BEGIN RECORDS FOR THIS EXERCISE

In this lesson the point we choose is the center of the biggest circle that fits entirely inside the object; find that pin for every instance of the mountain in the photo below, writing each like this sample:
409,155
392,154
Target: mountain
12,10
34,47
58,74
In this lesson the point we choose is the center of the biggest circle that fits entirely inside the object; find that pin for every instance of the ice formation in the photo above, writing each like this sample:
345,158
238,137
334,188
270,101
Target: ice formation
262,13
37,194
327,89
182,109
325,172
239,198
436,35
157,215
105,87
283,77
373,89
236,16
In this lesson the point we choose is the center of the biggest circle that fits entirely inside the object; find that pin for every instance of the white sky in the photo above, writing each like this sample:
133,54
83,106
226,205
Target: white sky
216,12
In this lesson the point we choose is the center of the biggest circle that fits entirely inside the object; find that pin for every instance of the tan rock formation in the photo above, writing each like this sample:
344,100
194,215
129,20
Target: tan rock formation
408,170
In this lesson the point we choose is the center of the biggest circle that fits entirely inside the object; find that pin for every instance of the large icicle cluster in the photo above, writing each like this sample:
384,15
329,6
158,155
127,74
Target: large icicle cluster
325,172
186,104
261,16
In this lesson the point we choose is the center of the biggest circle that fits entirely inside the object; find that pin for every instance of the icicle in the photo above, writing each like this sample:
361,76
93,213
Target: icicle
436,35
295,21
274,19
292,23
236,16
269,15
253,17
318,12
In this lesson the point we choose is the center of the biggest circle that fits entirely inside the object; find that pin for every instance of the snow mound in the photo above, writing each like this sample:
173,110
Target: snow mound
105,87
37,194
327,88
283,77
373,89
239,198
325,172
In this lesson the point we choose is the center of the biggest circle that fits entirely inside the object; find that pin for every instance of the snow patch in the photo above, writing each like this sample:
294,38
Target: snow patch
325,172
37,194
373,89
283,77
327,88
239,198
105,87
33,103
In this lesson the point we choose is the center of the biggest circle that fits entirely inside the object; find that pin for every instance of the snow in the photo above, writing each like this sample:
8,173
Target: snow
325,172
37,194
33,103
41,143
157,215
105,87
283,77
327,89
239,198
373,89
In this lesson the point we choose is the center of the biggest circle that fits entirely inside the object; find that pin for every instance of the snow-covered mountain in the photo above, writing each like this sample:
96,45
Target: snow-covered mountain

END RECORDS FOR THIS EXERCISE

◆ **WHAT THIS TASK INVOLVES**
Please edit the listing so that every "writing each like this sample" becomes "writing each in this format", leaving all other text unchanged.

◆ **SOLUTION**
In this lesson the point we choose is the center of the biggest circle that fits entirely inside the object; find that pin for every instance of the mountain in the photo below, writing each in this format:
409,155
392,154
Target: mountain
12,10
34,47
58,74
In this lesson the point we choose is the center of the biggest circle that fits entirely inside the object; find that pin for every instance of the ice formation in the photo above, writing each in this format:
345,158
238,137
334,188
270,101
Target: ice formation
262,13
37,194
327,89
182,109
325,172
239,198
436,35
157,215
105,87
283,77
373,89
236,16
In this lesson the point we choose is the center of the biggest circle that fits entirely inside the object; find that pin for every instance of the white sky in the photo above, writing each in this format:
133,54
83,106
226,205
Target: white sky
216,12
In this lesson the point we choose is the center of the biggest circle that fits entirely inside the object; find that pin for every instance of the tan rock formation in the photo above, writing each in this format:
344,100
194,215
129,20
Target: tan rock formation
408,170
In this lesson the point we choose is the center of the biggest circle that fits entirely inside the object; find that pin for every instance of the large icicle cluster in the photo above, writing each in this format:
384,15
329,6
158,155
127,74
Target: large icicle cluster
325,172
186,104
261,16
In this lesson the point we choose is the center of the biggest circle that fits entirely inside the object; find that pin for every instance of the icicle in the photo above, writing each in this format:
361,76
93,213
Target: icicle
436,35
295,21
274,19
292,23
236,16
269,15
253,17
318,12
In this lesson the point we choose is the center of the biggest circle that fits entirely inside the object; find that pin for every instance of the snow mound in the photo above, writing each in this format:
173,110
Target: snow mound
105,87
37,194
327,88
283,77
373,89
239,198
325,172
In this lesson the point we choose is the center of the biggest circle that fits entirely inside the object; find that pin for every instance of the snow patch in the photo above, writing each in this format:
294,38
Target: snow patch
325,172
37,194
373,89
283,77
327,88
239,198
105,87
33,103
In this lesson the point we choose is the center of the biggest circle that fits entirely inside the object; find that pin for every instance of the snow in the photo above, writing each in this format:
8,173
Target: snow
325,172
37,194
33,103
41,143
157,215
105,87
283,77
327,89
239,198
373,89
In this lesson the point we choose is the center of the biggest circle that fits entirely inside the object; find that pin for every instance of the snow-covered mountain in the photo above, writing each in this format:
96,45
Target: snow-covered mountain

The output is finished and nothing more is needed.